ENTRIES SHOWN:

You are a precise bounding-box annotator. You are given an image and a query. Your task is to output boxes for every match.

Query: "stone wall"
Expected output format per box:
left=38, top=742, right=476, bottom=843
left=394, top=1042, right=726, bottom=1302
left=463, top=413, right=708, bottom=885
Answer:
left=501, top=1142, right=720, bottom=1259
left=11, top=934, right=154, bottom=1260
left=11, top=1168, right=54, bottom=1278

WHAT YOU HAVE TO DO: After the last line of the data, restate all the entries verbatim.

RESULT FOR THIS TASK:
You are a precise bounding-box annotator. You are given an image and a query. Your task is to output boxes for every match.

Query: "stone wall"
Expected output format per box:
left=38, top=742, right=476, bottom=843
left=394, top=1042, right=726, bottom=1302
left=463, top=413, right=708, bottom=885
Answer:
left=501, top=1142, right=720, bottom=1259
left=11, top=934, right=154, bottom=1260
left=11, top=1168, right=54, bottom=1278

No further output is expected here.